### ABOUT THIS TASK
Copy the data as given. No line may be skipped.
# # # # # # #
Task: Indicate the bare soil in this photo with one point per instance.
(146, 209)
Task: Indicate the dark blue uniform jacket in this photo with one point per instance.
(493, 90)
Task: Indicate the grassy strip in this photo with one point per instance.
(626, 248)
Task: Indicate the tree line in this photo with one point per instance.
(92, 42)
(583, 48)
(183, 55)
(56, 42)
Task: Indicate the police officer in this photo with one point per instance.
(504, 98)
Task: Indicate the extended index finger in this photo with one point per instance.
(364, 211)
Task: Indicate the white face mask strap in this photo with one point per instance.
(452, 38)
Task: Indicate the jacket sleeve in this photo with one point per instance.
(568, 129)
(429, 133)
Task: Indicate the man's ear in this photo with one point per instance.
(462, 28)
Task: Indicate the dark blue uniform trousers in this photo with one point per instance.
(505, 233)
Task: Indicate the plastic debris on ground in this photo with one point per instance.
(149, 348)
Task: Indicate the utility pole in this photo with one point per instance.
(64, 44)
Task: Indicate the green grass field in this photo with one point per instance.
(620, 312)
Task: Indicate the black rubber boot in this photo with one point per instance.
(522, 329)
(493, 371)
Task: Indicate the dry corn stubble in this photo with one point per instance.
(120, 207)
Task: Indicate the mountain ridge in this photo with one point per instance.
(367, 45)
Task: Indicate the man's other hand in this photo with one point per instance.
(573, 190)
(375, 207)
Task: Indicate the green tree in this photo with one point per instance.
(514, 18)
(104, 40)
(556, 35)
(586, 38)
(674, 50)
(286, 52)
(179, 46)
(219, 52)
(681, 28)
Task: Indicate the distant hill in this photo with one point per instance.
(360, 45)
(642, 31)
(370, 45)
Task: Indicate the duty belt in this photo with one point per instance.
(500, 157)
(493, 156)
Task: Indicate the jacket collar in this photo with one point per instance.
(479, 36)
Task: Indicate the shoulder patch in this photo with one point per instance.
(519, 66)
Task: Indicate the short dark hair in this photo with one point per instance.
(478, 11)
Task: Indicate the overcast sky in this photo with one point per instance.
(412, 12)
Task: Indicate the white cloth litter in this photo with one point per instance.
# # # # # # #
### EXERCISE ANSWER
Task: Indicate the bare soil in this photo with one point per instance.
(146, 209)
Task: Indicate the dark blue uniform jacket in this photo with one point per instance.
(493, 90)
Task: Indicate the grassy strip in this photo with one point per instance.
(626, 248)
Task: Indicate the tree line in this photo with one point per instance.
(92, 42)
(583, 48)
(183, 55)
(56, 42)
Task: Indicate the police officer in this photo with one point per instance.
(504, 98)
Task: Indicate the extended index finger in this photo with one point per instance.
(364, 211)
Task: Indicate the white face mask strap in this photo with one point per instance.
(452, 38)
Task: Indicate the jacket sleeve in this photo with one point per instance.
(568, 129)
(429, 133)
Task: Indicate the man's ear in this photo with one point per instance.
(462, 28)
Task: Indicate the dark blue uniform trousers in this photo with one point per instance.
(505, 233)
Task: Indicate the plastic debris on ground in this photo with one point per instance.
(149, 348)
Task: Indicate the utility pole in this photo with one point per instance.
(64, 44)
Task: Indicate the green grass field in this photo with one point per instance.
(620, 312)
Task: Indicate the black rubber boot in this photo with one point per instance.
(522, 329)
(493, 371)
Task: Indicate the dry corn stubble in this photo with one point per instance.
(120, 207)
Task: Indicate the mountain ridge in this photo with one point per instance.
(367, 45)
Task: Indicate the man's other hand in this photo with one point per instance.
(573, 190)
(375, 207)
Task: Indicate the green tree in this photo with one point per instance.
(514, 18)
(104, 40)
(556, 35)
(586, 38)
(674, 50)
(286, 52)
(179, 46)
(219, 52)
(681, 28)
Task: Indicate the distant hill in this photo with one point per instance.
(360, 45)
(642, 31)
(370, 45)
Task: Indicate the duty belt in this photo with one point per instance.
(500, 157)
(493, 156)
Task: Indicate the jacket collar in this photo with one point per instance.
(479, 36)
Task: Indicate the shoulder patch in this photo with one point per instance.
(519, 66)
Task: Indicate the short dark hair in this photo with one point per instance.
(478, 11)
Task: Indicate the overcast sky in this photo with one point per instance.
(412, 12)
Task: Indicate the white cloth litter in this photo with one point per instance.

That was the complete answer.